And it's not a static set of completions, but rather a dynamic set that's kind of non-deterministic and is prepared and delivered via ghost text as opposed to a pop-up. And ultimately, Copilot is calling out to API endpoints. It's a generative AI tool provided via that API endpoint.

So if we think about Autocomplete versus Copilot, Autocomplete might look something like this. I have an R script that's in RStudio. I start typing mean. And so I type M-E-A to take the mean of this value. And it will do this Autocomplete pop-up showing me what's possible. If I compare this to Copilot, it'll not only complete what's possible, but also the context within the script. So we look here on line one, I have a comment, take the mean of the MPG column in the empty cars dataset. So here with only typing one letter M, it automatically not only completes the function I'm trying to call, but also the data that I've indicated I want to use.

━━━━━━━━━━━━━━━━━━━━

▶ **TASKS TO CARRY OUT**:
**a)** In the Copilot passage, list the letters the speaker spells out when typing to take the mean.
**b)** Repeat the Copilot passage word for word between "So if we think" and "want to use.", inclusive.
The records have nothing to do with the work on the Copilot passage.

━━━━━━━━━━━━━━━━━━━━

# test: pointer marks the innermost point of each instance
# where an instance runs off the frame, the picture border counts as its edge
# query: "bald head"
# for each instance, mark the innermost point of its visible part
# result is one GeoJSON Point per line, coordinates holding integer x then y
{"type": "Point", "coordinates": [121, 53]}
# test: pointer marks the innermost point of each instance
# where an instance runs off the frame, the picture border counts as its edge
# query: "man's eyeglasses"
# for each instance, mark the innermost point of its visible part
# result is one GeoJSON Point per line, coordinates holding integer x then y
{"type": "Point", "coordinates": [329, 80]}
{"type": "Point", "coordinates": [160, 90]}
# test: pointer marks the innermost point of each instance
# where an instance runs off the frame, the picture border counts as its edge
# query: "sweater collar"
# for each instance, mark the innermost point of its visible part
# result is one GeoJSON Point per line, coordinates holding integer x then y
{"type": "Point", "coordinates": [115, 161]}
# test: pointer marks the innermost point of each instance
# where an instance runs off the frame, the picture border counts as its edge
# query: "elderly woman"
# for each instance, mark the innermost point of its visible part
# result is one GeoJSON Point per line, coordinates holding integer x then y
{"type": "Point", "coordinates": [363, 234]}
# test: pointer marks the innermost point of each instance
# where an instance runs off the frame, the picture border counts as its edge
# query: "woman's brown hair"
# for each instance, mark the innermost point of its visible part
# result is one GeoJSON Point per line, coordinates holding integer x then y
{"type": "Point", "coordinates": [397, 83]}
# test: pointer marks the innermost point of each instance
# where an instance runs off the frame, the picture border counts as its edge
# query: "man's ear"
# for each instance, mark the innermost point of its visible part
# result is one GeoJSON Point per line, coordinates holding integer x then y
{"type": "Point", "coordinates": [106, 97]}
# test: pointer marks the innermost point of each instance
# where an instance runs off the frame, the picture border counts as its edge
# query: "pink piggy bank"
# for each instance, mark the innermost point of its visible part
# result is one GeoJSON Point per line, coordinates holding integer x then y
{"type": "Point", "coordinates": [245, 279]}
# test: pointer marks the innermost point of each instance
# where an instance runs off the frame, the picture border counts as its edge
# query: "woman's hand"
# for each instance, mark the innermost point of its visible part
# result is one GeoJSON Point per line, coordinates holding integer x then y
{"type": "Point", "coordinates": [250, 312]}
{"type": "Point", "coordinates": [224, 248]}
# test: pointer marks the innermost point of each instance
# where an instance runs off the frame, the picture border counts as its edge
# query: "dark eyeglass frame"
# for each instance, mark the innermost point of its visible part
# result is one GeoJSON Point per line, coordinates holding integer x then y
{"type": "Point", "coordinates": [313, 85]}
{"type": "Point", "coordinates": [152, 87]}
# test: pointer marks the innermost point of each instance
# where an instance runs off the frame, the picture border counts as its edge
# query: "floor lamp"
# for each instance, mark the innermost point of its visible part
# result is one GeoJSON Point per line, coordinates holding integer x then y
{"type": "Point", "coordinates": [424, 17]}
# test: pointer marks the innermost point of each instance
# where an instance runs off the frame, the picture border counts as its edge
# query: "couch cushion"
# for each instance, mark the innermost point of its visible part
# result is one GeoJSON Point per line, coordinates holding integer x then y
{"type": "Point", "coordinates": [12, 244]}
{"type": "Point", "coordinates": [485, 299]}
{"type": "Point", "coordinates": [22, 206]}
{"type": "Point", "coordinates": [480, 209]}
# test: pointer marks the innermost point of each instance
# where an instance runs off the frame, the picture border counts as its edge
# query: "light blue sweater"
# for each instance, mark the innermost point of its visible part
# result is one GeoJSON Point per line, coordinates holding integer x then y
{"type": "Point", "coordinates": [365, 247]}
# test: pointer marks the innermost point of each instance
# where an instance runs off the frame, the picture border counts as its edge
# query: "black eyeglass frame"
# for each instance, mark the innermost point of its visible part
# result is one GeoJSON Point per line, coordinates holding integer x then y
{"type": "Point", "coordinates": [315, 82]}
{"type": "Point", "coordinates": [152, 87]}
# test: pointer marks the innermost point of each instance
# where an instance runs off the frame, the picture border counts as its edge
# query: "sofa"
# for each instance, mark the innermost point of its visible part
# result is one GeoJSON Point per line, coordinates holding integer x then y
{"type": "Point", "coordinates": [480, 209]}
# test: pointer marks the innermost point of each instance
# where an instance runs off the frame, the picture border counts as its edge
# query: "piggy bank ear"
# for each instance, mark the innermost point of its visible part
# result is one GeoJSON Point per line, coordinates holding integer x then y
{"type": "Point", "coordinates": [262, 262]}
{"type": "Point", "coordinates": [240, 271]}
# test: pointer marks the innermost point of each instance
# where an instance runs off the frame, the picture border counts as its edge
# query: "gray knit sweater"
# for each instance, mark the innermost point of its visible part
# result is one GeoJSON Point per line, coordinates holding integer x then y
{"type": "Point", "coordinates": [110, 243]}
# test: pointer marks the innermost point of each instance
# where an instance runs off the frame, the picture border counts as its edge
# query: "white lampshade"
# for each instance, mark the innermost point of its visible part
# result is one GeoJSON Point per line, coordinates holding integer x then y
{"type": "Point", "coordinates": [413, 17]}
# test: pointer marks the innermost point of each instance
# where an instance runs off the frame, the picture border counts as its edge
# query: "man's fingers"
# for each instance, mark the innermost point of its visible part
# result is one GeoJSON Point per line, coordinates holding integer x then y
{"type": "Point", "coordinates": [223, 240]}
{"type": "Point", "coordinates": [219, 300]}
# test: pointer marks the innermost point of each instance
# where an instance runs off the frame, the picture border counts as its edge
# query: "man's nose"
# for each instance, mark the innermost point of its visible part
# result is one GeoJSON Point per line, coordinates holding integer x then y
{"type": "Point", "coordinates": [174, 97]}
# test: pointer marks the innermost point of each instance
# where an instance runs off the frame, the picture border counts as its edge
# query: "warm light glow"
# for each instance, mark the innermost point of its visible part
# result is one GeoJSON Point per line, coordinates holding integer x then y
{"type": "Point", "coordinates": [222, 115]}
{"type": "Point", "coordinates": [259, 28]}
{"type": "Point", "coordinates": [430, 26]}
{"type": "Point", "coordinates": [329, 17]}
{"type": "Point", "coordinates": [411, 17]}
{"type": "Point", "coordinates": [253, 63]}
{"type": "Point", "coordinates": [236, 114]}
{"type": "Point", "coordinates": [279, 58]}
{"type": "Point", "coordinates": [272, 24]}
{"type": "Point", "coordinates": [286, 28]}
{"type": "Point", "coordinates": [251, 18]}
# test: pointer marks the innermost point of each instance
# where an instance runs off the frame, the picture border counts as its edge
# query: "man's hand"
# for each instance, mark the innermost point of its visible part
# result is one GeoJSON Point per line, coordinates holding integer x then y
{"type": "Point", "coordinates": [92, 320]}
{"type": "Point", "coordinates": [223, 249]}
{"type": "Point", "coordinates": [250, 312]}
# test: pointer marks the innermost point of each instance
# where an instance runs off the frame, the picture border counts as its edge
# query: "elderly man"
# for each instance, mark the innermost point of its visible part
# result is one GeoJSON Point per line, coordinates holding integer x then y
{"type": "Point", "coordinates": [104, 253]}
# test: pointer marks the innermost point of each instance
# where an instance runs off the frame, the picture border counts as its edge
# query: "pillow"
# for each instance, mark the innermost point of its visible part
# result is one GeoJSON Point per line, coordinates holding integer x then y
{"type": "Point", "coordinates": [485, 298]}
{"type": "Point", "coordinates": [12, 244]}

━━━━━━━━━━━━━━━━━━━━

▶ **SOLUTIONS TO THE PROBLEMS**:
**a)** M, E, A

**b)**
So if we think about Autocomplete versus Copilot, Autocomplete might look something like this. I have an R script that's in RStudio. I start typing mean. And so I type M-E-A to take the mean of this value. And it will do this Autocomplete pop-up showing me what's possible. If I compare this to Copilot, it'll not only complete what's possible, but also the context within the script. So we look here on line one, I have a comment, take the mean of the MPG column in the empty cars dataset. So here with only typing one letter M, it automatically not only completes the function I'm trying to call, but also the data that I've indicated I want to use.